Activity
Although the data below holds other lines too, output only those from the line with "Tag a keypoint on every instance of the hanging" up to and including the line with "Tag a keypoint on every instance of the ponytail", exactly as they appear.

(Dataset items)

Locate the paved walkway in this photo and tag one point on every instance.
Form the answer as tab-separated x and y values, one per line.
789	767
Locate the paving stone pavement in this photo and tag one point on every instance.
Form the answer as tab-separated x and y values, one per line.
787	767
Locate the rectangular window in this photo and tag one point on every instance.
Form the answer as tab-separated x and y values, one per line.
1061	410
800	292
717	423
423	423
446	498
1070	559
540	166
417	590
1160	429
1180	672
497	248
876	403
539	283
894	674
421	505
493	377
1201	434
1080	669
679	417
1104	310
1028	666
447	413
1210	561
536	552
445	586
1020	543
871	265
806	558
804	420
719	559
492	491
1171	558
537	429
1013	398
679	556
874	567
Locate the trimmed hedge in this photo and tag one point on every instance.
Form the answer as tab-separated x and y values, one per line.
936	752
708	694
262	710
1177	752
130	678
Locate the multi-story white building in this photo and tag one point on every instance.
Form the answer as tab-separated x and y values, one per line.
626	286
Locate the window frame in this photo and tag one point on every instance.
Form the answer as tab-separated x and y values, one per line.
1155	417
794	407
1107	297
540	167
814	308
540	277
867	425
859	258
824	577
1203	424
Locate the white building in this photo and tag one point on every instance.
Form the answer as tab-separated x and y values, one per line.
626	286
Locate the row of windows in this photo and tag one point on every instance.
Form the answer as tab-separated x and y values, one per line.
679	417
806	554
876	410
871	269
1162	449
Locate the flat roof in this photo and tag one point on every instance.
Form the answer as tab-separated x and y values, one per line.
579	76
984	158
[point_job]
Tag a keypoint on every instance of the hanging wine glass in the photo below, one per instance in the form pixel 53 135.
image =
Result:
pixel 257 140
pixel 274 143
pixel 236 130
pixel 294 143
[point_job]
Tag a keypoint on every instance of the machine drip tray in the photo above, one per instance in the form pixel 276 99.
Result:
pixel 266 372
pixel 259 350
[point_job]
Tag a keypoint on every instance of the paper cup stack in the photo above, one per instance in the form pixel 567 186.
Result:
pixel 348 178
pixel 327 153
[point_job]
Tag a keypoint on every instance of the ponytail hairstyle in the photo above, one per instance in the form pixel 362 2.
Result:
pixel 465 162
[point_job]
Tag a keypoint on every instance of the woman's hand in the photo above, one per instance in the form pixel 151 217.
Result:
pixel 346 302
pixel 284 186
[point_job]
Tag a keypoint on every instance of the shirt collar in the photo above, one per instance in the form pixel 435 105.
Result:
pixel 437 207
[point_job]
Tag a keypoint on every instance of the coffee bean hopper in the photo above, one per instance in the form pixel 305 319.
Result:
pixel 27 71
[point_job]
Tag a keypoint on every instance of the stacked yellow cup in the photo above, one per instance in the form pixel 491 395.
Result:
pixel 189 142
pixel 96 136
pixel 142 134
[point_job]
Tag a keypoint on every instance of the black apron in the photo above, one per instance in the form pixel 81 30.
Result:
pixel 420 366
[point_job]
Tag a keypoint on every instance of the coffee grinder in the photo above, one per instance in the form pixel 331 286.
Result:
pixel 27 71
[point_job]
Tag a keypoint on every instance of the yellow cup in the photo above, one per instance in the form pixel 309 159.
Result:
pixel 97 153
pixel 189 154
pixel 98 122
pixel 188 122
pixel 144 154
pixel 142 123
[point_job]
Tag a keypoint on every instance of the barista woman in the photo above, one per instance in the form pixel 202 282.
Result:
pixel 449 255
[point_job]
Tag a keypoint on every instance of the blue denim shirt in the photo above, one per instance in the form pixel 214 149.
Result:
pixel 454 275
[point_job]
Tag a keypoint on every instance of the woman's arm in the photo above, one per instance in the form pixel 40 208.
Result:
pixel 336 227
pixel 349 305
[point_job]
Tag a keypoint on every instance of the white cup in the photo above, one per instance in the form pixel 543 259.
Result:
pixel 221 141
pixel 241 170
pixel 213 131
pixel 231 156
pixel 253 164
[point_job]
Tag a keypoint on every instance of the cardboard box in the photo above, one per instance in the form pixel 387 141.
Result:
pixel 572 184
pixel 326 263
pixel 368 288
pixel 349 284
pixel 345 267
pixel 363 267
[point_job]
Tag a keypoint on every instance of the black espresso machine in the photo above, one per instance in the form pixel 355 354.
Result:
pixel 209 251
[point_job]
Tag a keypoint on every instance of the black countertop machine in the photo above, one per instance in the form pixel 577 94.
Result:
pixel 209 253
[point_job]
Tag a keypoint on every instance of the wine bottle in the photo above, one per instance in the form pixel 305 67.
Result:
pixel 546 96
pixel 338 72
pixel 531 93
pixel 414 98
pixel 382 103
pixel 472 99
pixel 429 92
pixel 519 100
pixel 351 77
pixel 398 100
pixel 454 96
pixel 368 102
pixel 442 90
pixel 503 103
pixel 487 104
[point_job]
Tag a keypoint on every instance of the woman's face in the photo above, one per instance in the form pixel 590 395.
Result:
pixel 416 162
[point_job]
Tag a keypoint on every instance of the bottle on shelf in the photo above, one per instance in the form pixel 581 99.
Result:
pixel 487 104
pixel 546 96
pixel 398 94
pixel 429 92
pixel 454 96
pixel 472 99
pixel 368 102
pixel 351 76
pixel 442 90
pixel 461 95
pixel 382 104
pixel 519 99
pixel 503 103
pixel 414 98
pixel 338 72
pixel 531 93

Exercise answer
Tag a keypoint on every instance of the hanging wine glass in the photo below, one per instance in the form pixel 53 135.
image =
Result:
pixel 257 140
pixel 274 143
pixel 236 130
pixel 294 143
[point_job]
Tag a keypoint on every instance of the machine drip tray in the photo above, one per instance in the form pixel 276 99.
Result:
pixel 266 372
pixel 259 350
[point_job]
Tag a keypoint on every instance of the paper cup stack in the photo above, one per instance in the form pixel 567 186.
Result:
pixel 348 178
pixel 327 153
[point_job]
Tag a keypoint on every instance of the ponytail hairstyle in the photo above, one per instance in the form pixel 362 2.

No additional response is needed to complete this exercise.